Verilen görevler =
**a)** Kayısı rekoltesi metninden bir bölümü aynen alıntılayın: "Geçen sene tonu" sözlerinin geçtiği yerden başlayın, "kaldıkları zorlukları anlattı." sözlerinden sonra durun.
**b)** Lütfen kayısı rekoltesi metnini bittiği yerden devam ettirin.

Metin bloğu =
----

MELETÎ – Depremin vurduğu Meletî’de, ziraî don, dolu yağışı ve “monilya hastalığı” nedeniyle kayısıda rekolte beklentinin altında kaldı. Çiftçi Abuzer Onay, “Emek veren çiftçiler, ancak kazanan aracılar ve firmalar oluyor” dedi.
Dünyanın yaş kayısı ihtiyacının yüzde 25’i, kuru kayısı ihtiyacının ise yüzde 85’ini karşılayan Meletî’de bu yıl rekolte, don ve soğuk havalar nedeniyle beklenilenin altında kaldı. Önceki yıllarda 250 bin ton olan kayısı rekoltesi bu yıl 77 bin 170 ton bekleniyor. Türkiye’de yaş kayısının yaklaşık yüzde 50’si, kuru kayısının ise yüzde 95’inin üretildiği kentteki üreticiler, ilaç, gübre, tohum ve mazota peş peşe yapılan zamlar nedeniyle üretim yapmakta zorlanıyor.
Geçen sene tonu 450 TL olan ve ağaçların kurumaması için kullanılan bakır ilacının tonu bu yıl bin TL oldu. Halkın gelir kapısı olan kayısıdaki rekolte düşüklüğü ise hem üreticileri hem mevsimlik işçileri hem de kayısı ticareti yapan firmaları doğrudan etkiliyor. Kayısı üreticisi Abuzer Onay, üretimdeki durumu ve karşı karşıya kaldıkları zorlukları anlattı.

----

Konum belirleme kayıtları =
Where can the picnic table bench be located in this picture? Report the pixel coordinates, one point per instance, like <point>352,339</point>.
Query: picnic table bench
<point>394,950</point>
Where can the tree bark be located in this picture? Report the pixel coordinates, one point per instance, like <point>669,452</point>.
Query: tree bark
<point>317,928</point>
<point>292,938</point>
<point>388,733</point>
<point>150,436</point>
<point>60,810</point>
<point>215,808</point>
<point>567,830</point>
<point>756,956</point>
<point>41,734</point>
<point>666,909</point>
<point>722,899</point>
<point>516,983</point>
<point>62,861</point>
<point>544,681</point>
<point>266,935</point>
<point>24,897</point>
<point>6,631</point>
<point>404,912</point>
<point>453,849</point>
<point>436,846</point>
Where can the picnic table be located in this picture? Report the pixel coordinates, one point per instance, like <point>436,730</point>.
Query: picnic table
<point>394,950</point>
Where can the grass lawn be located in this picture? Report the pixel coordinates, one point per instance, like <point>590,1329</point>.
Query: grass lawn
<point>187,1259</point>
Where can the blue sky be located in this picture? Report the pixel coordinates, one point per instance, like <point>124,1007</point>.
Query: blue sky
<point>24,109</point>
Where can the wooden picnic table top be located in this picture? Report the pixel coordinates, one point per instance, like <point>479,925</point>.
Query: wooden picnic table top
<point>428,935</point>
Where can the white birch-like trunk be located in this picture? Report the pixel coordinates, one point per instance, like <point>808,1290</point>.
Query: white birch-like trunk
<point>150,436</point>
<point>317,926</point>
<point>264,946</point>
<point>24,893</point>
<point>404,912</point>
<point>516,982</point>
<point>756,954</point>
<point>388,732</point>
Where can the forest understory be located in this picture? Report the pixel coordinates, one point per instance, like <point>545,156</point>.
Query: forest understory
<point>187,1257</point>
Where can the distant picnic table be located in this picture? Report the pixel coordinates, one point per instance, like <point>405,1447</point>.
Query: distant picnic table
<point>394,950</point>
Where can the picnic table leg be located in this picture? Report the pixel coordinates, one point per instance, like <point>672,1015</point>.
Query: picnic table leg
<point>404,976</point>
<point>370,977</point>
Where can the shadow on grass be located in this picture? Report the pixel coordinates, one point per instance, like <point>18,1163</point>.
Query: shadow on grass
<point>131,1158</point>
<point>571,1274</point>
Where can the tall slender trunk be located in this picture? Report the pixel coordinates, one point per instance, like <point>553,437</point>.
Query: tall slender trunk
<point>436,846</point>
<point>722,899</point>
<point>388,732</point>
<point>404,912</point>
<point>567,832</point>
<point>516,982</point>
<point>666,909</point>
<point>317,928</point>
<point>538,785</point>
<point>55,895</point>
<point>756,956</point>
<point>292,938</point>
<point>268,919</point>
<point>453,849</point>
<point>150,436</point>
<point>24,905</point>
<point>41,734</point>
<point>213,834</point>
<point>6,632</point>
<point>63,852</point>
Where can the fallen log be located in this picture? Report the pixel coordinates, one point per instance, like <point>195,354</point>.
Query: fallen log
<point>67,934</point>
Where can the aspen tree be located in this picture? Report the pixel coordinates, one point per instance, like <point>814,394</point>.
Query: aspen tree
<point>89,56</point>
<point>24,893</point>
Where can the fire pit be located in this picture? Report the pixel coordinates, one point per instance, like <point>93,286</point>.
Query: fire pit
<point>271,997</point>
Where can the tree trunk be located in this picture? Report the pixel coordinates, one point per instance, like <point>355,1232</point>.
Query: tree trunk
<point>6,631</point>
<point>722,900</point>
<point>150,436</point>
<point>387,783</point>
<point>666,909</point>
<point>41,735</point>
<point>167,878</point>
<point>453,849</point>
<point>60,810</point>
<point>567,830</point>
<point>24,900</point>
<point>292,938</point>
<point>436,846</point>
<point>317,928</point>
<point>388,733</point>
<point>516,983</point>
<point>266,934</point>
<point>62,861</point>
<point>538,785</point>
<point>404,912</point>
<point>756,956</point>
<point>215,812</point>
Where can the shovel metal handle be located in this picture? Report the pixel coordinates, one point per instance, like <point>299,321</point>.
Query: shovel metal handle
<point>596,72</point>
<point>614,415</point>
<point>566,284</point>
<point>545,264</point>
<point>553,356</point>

----

Alıştırma cevapları =
**a)**
Geçen sene tonu 450 TL olan ve ağaçların kurumaması için kullanılan bakır ilacının tonu bu yıl bin TL oldu. Halkın gelir kapısı olan kayısıdaki rekolte düşüklüğü ise hem üreticileri hem mevsimlik işçileri hem de kayısı ticareti yapan firmaları doğrudan etkiliyor. Kayısı üreticisi Abuzer Onay, üretimdeki durumu ve karşı karşıya kaldıkları zorlukları anlattı.

**b)**
KAYISIDA DÜŞÜK REKOLTE
Battalgazî ilçesine bağlı kırsal Memurek Mahallesi’nde kayısı üreticiliği yapan Abuzer Onay’ın çocukluğu kayısı bahçelerinden geçti. Çocukluk yıllarından bu yana yaklaşık 50 yıldır kayısı işiyle uğraşan Onay, daha önce rekoltede böylesi bir düşüklük yaşanmadığını söyledi. “Monilya hastalığı” nedeniyle bu yıl ağaçların kuruduğunu aktaran Onay, “Birçok ağacımız kurumuş durumda. Ağaçlarda kayısı yok. Bazı yerlerde yüzde 30 tutmuş ancak bazı yerlerde hiç tutmamış. Herkes geçimini kayısıyla yapıyor ancak bu yıl kayısı yok. Kayısıda yaşanan rekolte düşüklüğü ve hastalıklarla ilgili geniş bir araştırma yapılması elzem. Herkesin yaşamını yakından etkileyen kayısıyla ilgili yetkililerin daha duyarlı olması gerekiyor” dedi.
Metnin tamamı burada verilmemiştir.